> What you are asked to do:
Count the lines in the records that contain the string "bonnet", treating uppercase and lowercase as different. Give only the number.
● ● ● ● ●
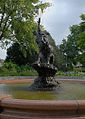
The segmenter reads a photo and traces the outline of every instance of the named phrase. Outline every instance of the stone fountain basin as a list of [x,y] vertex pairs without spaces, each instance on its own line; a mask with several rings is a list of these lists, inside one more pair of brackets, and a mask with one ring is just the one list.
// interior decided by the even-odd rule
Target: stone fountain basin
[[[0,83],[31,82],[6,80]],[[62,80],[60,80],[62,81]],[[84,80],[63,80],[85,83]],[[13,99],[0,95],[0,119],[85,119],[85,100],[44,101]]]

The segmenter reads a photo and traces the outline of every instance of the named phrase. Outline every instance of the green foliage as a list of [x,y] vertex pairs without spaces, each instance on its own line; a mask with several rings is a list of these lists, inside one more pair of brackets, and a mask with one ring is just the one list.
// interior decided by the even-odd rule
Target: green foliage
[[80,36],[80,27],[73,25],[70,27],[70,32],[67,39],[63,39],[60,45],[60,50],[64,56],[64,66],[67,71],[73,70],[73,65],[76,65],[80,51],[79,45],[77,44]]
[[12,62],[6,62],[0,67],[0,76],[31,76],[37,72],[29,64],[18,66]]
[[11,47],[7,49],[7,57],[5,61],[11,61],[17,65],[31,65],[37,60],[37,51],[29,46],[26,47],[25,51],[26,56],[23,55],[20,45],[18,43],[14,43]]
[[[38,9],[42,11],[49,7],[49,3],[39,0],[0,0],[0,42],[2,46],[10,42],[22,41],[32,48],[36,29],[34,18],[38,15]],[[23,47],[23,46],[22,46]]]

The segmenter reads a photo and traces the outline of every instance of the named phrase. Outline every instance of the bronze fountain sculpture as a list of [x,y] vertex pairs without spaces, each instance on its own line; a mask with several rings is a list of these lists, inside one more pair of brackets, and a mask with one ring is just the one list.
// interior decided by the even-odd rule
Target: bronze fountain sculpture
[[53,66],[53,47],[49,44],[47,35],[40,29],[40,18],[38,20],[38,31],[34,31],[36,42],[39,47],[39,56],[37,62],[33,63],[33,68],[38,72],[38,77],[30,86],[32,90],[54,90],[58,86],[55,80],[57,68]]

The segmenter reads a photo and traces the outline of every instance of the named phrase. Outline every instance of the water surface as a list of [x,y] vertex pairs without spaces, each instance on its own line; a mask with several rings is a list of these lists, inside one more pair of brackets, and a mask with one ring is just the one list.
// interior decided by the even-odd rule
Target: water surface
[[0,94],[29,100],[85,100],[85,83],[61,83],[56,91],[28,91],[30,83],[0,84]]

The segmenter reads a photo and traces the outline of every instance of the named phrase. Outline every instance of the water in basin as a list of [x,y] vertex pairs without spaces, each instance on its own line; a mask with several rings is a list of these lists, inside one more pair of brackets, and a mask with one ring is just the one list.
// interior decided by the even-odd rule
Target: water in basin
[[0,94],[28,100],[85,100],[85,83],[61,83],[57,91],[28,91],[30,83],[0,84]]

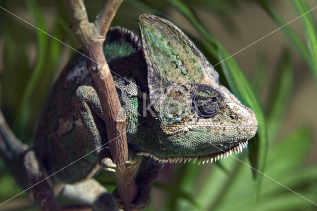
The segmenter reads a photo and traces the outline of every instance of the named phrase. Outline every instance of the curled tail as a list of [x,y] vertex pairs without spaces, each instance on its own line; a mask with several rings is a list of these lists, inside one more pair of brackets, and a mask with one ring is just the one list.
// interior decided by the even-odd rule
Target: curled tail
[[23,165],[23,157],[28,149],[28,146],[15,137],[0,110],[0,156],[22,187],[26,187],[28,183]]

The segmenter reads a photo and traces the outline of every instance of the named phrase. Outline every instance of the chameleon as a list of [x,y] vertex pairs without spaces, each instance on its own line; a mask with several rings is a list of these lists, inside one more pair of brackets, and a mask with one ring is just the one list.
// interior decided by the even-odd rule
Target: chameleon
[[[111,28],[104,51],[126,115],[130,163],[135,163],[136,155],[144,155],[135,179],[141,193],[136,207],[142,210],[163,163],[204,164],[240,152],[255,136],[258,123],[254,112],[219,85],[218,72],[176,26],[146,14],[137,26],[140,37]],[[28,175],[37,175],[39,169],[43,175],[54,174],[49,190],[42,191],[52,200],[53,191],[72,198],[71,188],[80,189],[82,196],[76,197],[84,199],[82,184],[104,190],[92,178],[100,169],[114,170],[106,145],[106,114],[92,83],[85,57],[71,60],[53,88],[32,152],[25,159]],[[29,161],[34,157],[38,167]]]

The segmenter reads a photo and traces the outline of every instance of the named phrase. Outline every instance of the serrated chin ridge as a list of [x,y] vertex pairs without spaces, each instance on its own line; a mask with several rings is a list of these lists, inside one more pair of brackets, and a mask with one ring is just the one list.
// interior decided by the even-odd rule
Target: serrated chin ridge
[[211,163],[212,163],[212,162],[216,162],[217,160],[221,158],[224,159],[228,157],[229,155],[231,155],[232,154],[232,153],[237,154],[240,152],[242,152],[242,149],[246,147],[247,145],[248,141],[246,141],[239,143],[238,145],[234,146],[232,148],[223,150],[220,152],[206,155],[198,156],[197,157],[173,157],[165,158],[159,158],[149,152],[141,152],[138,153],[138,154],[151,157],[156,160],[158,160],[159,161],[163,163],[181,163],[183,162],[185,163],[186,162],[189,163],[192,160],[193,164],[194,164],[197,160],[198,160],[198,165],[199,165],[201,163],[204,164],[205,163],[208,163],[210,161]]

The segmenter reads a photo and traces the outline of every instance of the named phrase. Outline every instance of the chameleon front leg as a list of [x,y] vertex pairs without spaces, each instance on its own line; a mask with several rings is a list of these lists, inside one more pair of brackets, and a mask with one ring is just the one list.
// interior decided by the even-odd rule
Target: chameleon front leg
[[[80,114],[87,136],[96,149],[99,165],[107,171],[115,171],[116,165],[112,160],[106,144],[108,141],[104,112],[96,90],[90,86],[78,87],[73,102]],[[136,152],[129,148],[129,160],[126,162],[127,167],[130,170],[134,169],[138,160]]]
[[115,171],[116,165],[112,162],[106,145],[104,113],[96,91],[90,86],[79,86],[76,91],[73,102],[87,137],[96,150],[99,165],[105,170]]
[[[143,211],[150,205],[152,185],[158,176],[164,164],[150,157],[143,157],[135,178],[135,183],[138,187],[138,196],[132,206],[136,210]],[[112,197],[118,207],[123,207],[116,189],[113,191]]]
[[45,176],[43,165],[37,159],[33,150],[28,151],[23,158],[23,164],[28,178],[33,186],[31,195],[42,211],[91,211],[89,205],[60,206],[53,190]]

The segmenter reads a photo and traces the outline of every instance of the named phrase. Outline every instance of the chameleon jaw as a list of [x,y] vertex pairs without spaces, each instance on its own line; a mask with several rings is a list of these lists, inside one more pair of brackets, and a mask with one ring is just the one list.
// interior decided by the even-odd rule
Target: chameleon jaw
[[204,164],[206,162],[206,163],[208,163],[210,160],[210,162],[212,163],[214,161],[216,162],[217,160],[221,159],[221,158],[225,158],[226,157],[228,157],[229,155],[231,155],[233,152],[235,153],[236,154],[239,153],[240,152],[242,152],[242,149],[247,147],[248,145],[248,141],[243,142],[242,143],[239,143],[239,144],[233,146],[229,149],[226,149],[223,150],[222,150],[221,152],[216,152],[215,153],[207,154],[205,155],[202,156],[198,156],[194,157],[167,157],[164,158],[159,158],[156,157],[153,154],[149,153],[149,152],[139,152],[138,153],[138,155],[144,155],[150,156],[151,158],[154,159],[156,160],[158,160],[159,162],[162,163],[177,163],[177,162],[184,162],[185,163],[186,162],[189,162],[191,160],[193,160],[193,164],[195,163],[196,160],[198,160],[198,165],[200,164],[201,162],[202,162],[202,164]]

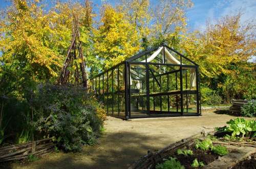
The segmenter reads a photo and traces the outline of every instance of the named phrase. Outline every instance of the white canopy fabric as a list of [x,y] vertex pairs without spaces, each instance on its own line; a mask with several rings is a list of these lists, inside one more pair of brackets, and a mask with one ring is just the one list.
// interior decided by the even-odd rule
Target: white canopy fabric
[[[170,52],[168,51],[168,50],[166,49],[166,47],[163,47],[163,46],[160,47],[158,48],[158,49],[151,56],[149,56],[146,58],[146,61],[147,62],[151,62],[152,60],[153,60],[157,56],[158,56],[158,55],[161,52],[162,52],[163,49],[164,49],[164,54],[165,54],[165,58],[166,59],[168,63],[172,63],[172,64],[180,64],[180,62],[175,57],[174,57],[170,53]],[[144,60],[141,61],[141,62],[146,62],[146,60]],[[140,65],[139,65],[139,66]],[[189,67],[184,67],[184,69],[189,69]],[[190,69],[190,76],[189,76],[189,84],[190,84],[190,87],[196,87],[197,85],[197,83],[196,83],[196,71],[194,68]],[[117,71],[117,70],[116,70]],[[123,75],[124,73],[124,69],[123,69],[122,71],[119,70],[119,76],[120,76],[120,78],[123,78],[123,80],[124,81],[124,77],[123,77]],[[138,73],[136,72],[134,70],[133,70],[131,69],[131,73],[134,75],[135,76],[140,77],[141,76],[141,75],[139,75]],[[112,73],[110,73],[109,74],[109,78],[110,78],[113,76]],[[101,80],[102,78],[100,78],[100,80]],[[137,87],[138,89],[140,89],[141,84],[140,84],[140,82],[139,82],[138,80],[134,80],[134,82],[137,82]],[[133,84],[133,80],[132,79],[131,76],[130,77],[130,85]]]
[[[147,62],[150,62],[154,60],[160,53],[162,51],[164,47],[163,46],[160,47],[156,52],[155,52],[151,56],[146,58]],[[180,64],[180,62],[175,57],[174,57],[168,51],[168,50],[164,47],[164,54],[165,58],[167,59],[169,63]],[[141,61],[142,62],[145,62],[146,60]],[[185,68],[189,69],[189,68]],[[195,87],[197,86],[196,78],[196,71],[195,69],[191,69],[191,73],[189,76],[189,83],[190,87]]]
● ● ● ● ●
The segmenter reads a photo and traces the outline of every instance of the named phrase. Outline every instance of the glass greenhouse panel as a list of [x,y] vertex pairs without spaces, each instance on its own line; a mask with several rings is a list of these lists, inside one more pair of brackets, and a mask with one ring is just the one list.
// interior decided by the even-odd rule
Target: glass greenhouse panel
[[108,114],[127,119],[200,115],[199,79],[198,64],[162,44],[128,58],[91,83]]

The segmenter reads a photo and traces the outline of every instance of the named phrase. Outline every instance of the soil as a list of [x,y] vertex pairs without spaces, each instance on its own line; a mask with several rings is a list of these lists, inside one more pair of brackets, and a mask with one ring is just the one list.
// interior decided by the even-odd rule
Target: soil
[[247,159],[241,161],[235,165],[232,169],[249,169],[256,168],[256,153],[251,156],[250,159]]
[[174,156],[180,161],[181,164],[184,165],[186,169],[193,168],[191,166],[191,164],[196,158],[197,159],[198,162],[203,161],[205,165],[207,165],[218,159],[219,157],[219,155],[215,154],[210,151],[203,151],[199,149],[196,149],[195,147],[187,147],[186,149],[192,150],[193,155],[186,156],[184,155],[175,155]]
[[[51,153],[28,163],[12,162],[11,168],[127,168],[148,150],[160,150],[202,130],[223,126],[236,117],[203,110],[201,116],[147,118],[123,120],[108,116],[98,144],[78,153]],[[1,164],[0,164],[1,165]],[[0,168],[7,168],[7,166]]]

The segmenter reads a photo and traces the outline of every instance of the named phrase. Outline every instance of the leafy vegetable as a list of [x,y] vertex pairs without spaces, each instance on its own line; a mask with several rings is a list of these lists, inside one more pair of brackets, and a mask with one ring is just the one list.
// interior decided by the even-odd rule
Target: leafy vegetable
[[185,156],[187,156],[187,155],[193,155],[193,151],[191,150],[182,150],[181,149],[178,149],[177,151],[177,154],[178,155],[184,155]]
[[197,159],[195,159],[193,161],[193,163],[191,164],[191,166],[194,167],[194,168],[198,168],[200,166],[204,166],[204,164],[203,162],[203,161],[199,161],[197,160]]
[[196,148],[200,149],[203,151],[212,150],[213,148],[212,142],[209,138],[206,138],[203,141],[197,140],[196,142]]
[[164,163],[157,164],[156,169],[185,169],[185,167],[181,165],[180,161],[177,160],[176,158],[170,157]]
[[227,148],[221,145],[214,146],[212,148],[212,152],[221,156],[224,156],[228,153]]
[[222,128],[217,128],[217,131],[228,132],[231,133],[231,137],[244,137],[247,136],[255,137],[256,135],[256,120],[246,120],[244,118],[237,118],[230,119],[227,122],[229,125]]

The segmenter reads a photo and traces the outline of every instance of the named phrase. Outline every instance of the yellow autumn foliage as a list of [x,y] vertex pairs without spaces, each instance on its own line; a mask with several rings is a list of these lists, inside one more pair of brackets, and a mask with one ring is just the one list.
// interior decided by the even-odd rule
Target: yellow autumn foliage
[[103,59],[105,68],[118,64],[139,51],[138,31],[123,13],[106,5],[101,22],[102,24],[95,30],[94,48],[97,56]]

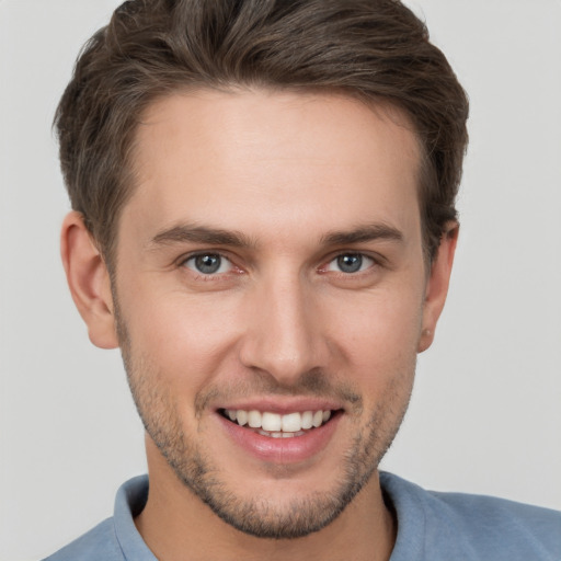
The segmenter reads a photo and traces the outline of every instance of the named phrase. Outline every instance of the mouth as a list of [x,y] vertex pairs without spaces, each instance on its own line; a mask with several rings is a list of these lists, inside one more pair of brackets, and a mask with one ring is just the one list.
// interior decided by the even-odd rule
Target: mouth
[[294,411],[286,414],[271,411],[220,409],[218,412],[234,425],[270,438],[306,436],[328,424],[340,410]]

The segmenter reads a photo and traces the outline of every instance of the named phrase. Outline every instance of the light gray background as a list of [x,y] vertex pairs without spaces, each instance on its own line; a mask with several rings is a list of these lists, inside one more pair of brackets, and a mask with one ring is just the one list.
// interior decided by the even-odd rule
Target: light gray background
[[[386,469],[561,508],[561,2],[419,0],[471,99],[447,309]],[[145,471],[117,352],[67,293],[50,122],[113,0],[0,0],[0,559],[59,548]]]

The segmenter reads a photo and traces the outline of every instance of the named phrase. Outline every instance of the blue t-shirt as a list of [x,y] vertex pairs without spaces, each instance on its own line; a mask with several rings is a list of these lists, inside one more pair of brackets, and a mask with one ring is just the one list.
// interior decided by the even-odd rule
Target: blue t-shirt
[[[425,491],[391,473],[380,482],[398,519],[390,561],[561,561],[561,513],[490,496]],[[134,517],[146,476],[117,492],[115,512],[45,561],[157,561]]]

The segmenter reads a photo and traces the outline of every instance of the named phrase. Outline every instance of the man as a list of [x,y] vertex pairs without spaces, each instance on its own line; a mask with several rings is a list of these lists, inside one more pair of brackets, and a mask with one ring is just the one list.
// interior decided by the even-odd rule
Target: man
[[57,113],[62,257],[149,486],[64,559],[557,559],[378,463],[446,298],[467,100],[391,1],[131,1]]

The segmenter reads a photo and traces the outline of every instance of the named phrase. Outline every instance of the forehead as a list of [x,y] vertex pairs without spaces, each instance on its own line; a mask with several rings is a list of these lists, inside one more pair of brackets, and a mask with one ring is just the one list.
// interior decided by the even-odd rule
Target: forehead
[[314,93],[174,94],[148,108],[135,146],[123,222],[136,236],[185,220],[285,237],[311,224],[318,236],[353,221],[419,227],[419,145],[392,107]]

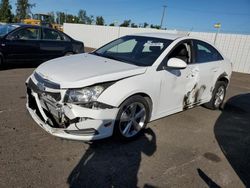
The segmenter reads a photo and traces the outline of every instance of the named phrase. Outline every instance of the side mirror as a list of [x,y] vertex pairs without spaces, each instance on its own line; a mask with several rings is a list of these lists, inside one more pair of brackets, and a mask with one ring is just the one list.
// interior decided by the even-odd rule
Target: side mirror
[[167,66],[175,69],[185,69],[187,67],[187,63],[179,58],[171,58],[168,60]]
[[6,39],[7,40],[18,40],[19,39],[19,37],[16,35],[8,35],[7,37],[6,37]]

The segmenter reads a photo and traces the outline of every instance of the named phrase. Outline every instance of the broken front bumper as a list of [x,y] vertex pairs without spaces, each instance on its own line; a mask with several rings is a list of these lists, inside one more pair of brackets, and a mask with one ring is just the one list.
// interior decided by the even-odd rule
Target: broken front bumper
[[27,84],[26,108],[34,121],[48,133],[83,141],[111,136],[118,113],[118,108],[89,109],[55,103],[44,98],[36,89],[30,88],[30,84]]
● ● ● ● ●
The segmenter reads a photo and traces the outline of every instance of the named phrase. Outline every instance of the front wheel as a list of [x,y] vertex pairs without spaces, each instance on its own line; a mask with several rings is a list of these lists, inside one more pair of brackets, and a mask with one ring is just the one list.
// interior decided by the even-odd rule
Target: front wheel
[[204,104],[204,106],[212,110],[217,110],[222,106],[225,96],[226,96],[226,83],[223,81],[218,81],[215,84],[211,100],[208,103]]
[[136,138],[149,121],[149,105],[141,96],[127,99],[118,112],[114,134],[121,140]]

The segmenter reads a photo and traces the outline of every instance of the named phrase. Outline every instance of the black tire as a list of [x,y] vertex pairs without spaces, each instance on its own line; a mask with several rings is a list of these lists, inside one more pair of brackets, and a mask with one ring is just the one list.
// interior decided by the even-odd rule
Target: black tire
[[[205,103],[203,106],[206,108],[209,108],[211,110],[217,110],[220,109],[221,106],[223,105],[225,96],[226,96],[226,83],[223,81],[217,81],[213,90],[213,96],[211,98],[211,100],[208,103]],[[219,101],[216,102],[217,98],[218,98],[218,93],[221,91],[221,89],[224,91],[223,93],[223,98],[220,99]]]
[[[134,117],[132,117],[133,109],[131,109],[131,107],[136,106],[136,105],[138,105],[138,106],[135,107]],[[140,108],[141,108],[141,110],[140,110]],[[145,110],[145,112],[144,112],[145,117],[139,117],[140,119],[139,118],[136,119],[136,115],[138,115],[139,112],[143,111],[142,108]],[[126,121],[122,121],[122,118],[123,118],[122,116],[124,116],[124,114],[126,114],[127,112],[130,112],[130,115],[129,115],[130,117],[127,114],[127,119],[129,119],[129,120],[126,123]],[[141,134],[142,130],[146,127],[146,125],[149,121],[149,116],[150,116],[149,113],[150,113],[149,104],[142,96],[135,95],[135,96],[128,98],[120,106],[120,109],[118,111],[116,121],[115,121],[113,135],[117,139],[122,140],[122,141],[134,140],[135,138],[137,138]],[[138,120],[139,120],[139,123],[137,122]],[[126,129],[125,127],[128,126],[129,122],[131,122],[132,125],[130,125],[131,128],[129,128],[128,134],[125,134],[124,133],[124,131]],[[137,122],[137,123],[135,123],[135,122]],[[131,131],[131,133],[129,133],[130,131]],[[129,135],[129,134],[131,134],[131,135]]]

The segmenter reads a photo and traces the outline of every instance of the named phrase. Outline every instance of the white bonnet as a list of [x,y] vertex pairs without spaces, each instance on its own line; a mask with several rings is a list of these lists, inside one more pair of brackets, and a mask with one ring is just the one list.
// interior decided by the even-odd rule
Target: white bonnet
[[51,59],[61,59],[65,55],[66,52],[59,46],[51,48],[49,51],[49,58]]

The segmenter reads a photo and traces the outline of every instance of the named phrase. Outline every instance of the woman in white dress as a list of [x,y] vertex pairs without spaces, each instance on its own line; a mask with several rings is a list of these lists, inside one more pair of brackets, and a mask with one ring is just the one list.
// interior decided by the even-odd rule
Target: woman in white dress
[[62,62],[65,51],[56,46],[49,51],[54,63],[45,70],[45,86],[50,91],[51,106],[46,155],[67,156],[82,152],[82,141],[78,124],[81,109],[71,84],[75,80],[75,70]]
● ● ● ● ●
> Result for this exercise:
2